Task statement:
Reproduce the listing below word for word, keeping every line in its original order.

Source data:
******
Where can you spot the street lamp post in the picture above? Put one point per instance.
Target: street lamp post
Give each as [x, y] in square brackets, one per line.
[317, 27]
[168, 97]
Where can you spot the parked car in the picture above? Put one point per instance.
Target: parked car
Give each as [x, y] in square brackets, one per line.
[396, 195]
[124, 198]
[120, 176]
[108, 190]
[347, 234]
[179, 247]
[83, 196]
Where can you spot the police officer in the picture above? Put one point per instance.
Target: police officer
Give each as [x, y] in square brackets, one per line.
******
Finished task:
Where can you spot the street lamp post in the picture above? Put one point per instance.
Target: street lamp post
Give each as [x, y] in square brackets, one per line.
[317, 27]
[168, 97]
Where can you spot the parked car in the picture above? Put one point per instance.
Target: parked car
Give each as [x, y] in square brackets, one per line.
[396, 195]
[124, 198]
[120, 176]
[108, 190]
[347, 234]
[179, 247]
[83, 196]
Where can you spot the police officer in the picture above? Put one point per instance.
Target: police officer
Give each as [x, y] in square brackets, one per line.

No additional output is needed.